== TRECHO FORNECIDO ==
Nasci completamente surda. Somente há um mês, após receber um implante coclear, aparelho que converte o som em impulsos elétricos que estimulam o nervo auditivo, é que comecei a ouvir. Até chegar a esse ponto, porém, foram inúmeras idas e vindas. Minha mãe teve rubéola durante a gravidez e, como foi assintomática, não pôde prevenir que a doença me atingisse ainda na gestação. Nunca houve um tratamento para recuperar a audição, já que é um sentido que nunca tive. Na infância, o caminho foi a oralização por meio de fonoterapia. Como não convivia com surdos, não aprendi a Língua Brasileira de Sinais (Libras). Há dez anos, já havia tentado colocar o implante, mas não me adaptei. Fiquei traumatizada e sem coragem de tentar de novo. Mas a pandemia veio e me trouxe muita dificuldade em me comunicar, por causa das máscaras. Esse foi um dos motivos de buscar o implante pela segunda vez. Fiz a operação pelo SUS. Quase ninguém no Brasil faz o procedimento no particular, pois só o aparelho sai por 50 000 reais e os custos totais podem passar de 150 000 reais. Foi um processo longo para ver se eu me encaixava nos pré-requisitos: esse recurso é preconizado apenas a quem está no fundo do poço da surdez. Como trabalho com TI, minha empresa entrou no esquema de home office e eu consegui me mudar há dois meses de Contagem (MG), onde morava, para São Paulo.
===
**OBJETIVO DA TAREFA:** Liste todos os lugares (país, cidades) mencionados no relato acima.
== DADOS DISPONÍVEIS ==
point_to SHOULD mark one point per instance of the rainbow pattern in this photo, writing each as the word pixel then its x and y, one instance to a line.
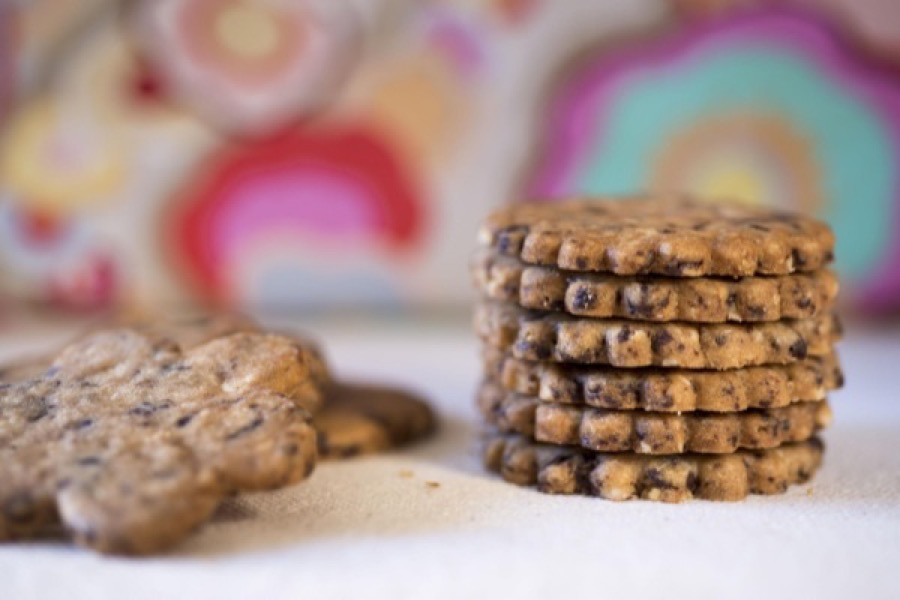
===
**RESPOSTA:** Brasil; Contagem (MG); São Paulo